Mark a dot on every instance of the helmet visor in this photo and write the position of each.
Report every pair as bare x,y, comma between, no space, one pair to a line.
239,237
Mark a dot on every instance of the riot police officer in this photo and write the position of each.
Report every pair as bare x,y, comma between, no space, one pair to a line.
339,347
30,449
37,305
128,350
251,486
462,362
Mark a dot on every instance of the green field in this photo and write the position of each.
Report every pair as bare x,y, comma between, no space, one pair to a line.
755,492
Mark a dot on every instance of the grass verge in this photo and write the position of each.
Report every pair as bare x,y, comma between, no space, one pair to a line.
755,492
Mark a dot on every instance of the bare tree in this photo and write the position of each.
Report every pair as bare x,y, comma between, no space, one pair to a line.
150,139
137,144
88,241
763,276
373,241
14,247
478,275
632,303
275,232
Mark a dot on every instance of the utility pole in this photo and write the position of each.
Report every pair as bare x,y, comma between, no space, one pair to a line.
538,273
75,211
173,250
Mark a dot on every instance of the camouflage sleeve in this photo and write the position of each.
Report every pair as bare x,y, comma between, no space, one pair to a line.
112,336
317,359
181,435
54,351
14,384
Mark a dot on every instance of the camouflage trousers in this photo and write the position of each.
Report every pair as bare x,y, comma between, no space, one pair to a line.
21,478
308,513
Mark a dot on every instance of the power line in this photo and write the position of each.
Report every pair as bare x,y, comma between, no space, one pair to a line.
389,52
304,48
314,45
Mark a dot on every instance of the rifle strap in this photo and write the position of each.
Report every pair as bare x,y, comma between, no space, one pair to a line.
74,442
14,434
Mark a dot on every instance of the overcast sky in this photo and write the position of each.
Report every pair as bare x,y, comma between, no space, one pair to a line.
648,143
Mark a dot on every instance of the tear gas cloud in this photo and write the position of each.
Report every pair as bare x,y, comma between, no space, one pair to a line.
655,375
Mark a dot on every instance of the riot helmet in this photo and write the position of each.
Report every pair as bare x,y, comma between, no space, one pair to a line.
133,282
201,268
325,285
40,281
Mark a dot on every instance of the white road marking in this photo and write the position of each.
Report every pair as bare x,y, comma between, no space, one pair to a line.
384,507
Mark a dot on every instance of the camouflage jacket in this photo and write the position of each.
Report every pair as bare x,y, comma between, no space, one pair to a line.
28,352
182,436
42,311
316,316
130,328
• • • •
Repeat the entries above exactly, leaving nothing out.

■ **RESULT**
Mark a dot on every instance of the helmet visor in this photo and write the position of each.
Report every pair as bare x,y, comma between, no space, one pair to a line.
239,237
Mark a dot on every instance of the riot police officer in this photo and write the position of each.
Report every pair as bare x,y, comma between, no space, one pair to a line.
339,347
30,449
37,305
128,350
251,486
462,362
Mark a dot on every instance of the green field in this photo and write the position of each.
Report every pair as bare x,y, comma between, no space, one pair to a line.
755,492
Mark a dot on every instance of the grass verge in this photo and write the position of each.
Report every pair as bare x,y, comma between, no space, one pair to a line.
755,492
Mark a dot on every instance of the bare tree in this photo and write the position of each.
Report every pair as bare x,y, comma between, no space, one pair to a line.
150,139
137,144
88,241
763,276
373,241
14,247
478,275
632,303
275,232
Mark a dot on every instance of the utility pole in this photo and write the position of each.
Report every pair as bare x,y, comma between, no space, one pair to a line.
538,273
75,211
173,250
Mark a dot on every instance of the camouflage sleeve in this photo and write the position of each.
Report every pair as bare x,y, comma between, no space, one pair to a line.
112,336
317,359
181,435
54,351
14,384
Mark a dot on every instance of the camouflage trousers in this photo and write the position of each.
Report every pair as bare x,y, comma between, no space, one pair to a line.
21,478
308,513
Mark a dot on every instance of the power line in this photo and write the position of each.
Report every pair as bare x,y, comma between, no space, one pair to a line.
389,52
304,48
314,45
Mark a dot on every instance of the rifle strap in this photo and write the position of each.
Report every pair as bare x,y, comma between, no space, one pair to a line.
74,442
14,434
Mark a dot on every instance of the overcast sky in this photo and write the position of each.
Report every pair as bare x,y, comma between, no space, one pair to a line.
648,143
Mark a dot on every instance of the tear gas cloud in this photo and write the position of each.
Report every pair as bare x,y, comma between, no space, one pair to a line.
655,375
Mark a dot on every instance of the riot helmet in this photo and write the position of each.
Report every pair as bare x,y, comma between, no space, one pair to a line.
133,282
201,268
325,285
40,281
Mark a dot on every instance of the white road marking in this photo and write the position of each.
Report every pair as bare x,y, comma between, no space, one pair to a line.
384,507
Mark a dot on every instance of the camouflage jacket in this photo and write the position of each.
Report every pair as bare x,y, comma between, no space, one pair to a line.
28,352
182,436
42,311
316,316
130,328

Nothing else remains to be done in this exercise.